▶ **REQUIREMENT**: Identify the line in which "Keep to these rules. Indicate every instance of the tree with" appears, then reproduce that line and all remaining lines of the records word for word.

▶ **SOURCE DATA**:
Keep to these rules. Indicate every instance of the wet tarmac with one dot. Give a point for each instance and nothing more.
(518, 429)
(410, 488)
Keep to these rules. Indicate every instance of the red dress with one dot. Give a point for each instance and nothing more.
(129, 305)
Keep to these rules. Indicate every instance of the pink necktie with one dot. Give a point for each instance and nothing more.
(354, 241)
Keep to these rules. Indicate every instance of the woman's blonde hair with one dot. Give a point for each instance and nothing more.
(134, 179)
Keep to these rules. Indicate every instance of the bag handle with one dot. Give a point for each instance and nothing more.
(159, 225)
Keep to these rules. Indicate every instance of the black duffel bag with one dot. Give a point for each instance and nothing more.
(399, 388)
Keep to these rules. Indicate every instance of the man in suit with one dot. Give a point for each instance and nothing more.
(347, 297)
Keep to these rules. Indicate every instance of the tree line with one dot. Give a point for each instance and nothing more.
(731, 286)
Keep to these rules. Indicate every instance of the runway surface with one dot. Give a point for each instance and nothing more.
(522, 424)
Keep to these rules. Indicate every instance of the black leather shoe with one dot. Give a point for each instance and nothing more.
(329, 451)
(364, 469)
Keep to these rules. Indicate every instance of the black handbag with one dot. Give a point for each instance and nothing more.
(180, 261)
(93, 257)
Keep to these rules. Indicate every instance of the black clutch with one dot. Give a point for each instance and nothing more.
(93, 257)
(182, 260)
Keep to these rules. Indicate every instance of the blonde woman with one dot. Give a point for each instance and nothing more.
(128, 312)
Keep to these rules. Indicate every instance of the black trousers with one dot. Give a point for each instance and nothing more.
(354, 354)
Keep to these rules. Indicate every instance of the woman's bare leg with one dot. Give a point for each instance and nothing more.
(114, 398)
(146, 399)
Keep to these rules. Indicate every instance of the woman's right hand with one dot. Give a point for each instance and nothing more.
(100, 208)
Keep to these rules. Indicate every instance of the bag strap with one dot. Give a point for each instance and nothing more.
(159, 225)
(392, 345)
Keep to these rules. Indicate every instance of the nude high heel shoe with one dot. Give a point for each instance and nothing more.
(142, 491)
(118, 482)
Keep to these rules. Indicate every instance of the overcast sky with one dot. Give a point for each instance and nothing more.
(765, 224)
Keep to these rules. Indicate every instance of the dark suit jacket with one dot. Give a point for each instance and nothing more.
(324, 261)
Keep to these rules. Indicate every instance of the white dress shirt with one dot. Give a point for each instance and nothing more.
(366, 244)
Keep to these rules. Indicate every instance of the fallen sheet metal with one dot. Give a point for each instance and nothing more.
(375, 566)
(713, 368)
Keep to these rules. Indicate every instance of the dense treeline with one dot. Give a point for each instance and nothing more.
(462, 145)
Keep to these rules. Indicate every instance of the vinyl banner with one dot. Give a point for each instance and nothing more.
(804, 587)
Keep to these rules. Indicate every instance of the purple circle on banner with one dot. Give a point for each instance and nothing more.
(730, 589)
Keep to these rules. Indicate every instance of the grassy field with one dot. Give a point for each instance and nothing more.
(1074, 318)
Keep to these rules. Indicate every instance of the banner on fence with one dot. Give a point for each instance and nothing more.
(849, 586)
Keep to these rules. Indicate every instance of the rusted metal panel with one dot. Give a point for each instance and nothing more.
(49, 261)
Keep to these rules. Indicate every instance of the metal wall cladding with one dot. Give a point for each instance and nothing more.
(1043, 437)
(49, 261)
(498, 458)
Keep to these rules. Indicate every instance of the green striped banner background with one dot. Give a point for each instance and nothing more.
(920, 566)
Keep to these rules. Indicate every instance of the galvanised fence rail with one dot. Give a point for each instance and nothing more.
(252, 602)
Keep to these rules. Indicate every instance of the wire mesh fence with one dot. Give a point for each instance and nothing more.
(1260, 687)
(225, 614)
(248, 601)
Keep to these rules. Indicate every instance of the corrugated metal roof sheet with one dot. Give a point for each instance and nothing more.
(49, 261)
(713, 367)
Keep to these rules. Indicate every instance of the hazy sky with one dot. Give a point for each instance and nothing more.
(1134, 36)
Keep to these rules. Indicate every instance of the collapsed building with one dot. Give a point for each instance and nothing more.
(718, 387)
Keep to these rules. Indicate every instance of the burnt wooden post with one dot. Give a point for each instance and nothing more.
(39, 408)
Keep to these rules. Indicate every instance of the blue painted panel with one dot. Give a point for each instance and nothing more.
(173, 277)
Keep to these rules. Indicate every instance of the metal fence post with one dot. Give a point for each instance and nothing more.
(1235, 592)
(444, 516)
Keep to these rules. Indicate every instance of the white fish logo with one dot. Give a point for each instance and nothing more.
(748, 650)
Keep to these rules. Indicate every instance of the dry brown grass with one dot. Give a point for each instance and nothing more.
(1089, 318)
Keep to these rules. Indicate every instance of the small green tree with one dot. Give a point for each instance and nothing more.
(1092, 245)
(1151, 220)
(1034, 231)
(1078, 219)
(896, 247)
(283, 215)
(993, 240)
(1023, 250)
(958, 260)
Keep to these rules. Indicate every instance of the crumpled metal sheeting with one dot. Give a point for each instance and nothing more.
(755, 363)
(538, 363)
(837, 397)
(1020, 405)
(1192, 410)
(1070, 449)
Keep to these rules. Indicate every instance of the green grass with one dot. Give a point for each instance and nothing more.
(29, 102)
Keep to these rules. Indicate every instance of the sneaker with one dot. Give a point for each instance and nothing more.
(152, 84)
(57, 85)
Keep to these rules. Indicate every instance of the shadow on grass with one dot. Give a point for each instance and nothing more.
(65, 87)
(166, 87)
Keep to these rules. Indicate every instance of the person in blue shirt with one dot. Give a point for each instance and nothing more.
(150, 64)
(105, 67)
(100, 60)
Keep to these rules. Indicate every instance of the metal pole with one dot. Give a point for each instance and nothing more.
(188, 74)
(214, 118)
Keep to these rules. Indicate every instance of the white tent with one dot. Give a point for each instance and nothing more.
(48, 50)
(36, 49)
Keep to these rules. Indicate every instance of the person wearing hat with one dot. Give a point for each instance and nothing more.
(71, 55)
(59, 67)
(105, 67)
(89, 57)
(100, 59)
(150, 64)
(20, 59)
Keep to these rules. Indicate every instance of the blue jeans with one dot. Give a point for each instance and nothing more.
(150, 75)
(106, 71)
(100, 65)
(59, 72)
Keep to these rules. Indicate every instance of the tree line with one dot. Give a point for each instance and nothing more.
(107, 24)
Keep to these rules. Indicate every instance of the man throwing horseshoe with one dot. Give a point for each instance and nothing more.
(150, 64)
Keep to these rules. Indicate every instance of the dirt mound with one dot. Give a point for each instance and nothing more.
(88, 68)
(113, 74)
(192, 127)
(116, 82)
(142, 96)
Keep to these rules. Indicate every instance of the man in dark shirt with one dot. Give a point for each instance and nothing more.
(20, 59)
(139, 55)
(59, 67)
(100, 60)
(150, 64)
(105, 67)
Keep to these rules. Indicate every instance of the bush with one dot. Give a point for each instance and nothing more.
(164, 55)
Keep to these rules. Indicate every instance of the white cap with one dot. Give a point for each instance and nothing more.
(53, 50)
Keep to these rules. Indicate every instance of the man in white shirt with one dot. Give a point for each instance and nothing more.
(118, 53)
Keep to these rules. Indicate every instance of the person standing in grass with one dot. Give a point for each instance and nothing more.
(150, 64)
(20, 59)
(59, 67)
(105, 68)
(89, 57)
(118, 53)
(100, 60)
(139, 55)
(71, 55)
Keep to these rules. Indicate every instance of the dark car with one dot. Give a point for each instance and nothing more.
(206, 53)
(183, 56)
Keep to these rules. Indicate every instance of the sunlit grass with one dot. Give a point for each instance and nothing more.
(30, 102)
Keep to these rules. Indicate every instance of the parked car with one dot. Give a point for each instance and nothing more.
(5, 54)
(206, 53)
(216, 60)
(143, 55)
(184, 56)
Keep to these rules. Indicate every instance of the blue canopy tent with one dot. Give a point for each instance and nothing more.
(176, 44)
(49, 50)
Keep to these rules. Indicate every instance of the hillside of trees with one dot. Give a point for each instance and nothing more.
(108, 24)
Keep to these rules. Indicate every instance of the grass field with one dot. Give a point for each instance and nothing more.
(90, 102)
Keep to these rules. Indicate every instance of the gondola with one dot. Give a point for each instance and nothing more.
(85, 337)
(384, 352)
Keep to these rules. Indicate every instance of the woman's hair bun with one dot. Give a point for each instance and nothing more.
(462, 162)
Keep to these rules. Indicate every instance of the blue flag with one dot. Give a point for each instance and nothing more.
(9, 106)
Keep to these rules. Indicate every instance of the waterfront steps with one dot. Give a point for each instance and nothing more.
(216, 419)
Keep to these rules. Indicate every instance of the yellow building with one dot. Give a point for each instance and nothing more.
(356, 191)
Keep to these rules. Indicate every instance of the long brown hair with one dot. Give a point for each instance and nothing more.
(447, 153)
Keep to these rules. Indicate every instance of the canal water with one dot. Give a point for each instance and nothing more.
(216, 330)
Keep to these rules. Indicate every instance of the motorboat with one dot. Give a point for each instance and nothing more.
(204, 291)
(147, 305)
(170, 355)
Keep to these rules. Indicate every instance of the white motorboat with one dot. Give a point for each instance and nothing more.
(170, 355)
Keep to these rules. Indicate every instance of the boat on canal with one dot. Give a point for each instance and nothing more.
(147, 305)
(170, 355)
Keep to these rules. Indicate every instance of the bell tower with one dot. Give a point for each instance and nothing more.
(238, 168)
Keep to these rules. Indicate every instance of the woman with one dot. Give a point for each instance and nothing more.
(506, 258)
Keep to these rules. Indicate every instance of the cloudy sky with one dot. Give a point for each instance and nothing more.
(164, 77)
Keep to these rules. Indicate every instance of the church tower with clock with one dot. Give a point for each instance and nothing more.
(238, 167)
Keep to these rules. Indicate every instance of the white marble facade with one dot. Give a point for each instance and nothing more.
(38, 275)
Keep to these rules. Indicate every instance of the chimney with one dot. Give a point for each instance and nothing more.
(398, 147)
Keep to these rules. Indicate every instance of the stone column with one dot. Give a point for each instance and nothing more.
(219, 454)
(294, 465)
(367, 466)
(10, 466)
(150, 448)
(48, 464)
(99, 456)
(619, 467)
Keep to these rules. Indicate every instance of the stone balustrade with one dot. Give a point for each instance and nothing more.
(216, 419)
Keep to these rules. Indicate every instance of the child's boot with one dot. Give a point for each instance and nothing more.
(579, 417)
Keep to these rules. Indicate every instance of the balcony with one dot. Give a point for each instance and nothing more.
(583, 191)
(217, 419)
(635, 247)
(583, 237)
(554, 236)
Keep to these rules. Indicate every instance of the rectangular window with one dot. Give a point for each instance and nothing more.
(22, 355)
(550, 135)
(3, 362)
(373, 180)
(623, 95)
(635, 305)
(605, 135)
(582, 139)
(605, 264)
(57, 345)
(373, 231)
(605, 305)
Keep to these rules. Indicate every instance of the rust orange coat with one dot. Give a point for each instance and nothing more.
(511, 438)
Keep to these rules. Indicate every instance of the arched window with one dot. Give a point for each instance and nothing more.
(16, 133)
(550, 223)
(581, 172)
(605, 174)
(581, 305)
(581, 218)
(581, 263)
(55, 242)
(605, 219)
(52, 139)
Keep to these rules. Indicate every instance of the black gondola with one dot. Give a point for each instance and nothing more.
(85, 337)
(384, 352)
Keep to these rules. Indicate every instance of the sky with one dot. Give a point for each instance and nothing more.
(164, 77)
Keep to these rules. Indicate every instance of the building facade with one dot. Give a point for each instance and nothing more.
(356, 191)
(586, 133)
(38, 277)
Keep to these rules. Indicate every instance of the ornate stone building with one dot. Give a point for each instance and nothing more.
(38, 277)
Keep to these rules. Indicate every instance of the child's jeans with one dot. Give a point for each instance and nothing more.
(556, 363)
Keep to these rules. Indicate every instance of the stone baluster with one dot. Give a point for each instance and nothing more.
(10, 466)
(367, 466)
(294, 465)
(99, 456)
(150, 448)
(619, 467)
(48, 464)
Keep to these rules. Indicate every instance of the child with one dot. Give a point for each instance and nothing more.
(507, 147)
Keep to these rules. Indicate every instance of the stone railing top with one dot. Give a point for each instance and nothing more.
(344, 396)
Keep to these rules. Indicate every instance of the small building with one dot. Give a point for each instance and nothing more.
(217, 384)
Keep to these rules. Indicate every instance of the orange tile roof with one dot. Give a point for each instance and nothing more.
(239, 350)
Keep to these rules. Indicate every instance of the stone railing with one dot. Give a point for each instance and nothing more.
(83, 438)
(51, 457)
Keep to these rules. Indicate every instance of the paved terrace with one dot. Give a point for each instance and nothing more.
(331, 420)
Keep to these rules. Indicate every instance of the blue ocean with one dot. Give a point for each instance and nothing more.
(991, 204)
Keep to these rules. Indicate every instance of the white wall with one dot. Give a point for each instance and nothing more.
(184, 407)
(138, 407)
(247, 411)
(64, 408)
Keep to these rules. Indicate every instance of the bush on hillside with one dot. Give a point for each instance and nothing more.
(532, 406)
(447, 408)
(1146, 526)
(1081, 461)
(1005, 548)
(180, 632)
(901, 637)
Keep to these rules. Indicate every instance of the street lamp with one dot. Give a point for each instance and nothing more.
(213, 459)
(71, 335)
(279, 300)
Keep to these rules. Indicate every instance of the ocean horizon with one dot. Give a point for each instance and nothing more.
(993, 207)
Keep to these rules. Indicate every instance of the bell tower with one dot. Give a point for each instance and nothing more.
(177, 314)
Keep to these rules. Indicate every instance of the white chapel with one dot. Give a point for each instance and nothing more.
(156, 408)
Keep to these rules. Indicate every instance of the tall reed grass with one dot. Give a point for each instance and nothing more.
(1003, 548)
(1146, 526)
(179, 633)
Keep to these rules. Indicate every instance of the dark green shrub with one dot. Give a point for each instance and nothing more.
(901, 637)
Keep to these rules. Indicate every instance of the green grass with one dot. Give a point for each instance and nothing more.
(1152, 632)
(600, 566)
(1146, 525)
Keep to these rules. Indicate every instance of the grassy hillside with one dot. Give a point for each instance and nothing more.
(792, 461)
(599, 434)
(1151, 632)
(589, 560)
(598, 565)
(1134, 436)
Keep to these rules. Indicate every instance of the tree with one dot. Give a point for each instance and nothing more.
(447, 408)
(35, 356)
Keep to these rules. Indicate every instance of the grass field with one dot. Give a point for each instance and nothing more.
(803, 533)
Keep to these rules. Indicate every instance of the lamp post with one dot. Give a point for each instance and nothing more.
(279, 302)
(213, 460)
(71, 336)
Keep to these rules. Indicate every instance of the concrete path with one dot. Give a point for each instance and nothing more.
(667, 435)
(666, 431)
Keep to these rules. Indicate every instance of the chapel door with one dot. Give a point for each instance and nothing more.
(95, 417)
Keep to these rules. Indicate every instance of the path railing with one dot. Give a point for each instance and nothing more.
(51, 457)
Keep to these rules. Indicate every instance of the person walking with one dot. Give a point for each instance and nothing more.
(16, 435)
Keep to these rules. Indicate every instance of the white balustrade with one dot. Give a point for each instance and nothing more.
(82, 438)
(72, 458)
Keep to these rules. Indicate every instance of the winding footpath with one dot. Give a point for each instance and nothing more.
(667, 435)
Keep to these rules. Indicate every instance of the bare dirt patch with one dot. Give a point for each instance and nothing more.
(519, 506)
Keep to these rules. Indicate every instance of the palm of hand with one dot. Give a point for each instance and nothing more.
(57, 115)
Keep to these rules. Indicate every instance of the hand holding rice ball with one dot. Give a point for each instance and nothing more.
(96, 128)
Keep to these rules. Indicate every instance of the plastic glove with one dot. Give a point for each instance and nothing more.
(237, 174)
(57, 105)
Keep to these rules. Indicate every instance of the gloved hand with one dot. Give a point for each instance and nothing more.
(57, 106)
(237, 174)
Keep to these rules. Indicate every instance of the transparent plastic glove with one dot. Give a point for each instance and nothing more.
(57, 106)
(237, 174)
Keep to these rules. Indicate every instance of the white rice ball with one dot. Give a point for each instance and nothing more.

▶ **TASK OUTPUT**:
Keep to these rules. Indicate every instance of the tree with one dot. Give a point for each instance and nothing more.
(447, 408)
(35, 356)
Keep to these rules. Indicate every instance of the grass field with one dot. Give a point for each instance and nothing more.
(803, 533)
Keep to these rules. Indicate every instance of the lamp post with one dot. Give a point for each instance and nothing more.
(279, 302)
(213, 460)
(71, 336)
Keep to these rules. Indicate every instance of the concrete path with one dot. Give a point for each instance and nothing more.
(667, 435)
(666, 431)
Keep to these rules. Indicate every instance of the chapel door with one dot. Give a point for each instance and nothing more.
(95, 417)
Keep to these rules. Indicate every instance of the path railing with one dot. Give a point for each instance and nothing more.
(51, 457)
Keep to these rules. Indicate every instance of the person walking with one dot. Give a point for each instance and nothing more.
(16, 435)
Keep to these rules. Indicate every instance of the white balustrade with one dot. Give a point for each instance and nothing more.
(82, 438)
(72, 458)
Keep to these rules. Indicate every instance of the winding footpath with one dot. Give a point for each instance and nothing more.
(667, 435)
Keep to these rules. Indicate every instance of the bare dirt patch with one dot. Give a point for each instance and nothing more.
(519, 506)
Keep to these rules. Indicate every instance of the palm of hand with one dot. Give a point for each instance and nothing more.
(57, 115)
Keep to these rules. Indicate every instance of the hand holding rice ball with one dot. Give a point for each instance and nothing more.
(96, 128)
Keep to these rules. Indicate every instance of the plastic glove with one dot. Give a point for each instance and nothing more.
(237, 174)
(57, 105)
Keep to these rules. Indicate every instance of the gloved hand with one dot. Give a point for each instance and nothing more.
(57, 106)
(237, 174)
Keep to these rules. Indicate every instance of the transparent plastic glove with one dot. Give a point for each instance and nothing more.
(57, 106)
(237, 174)
Keep to these rules. Indicate every instance of the white rice ball with one dot. Give a point for each instance and nothing more.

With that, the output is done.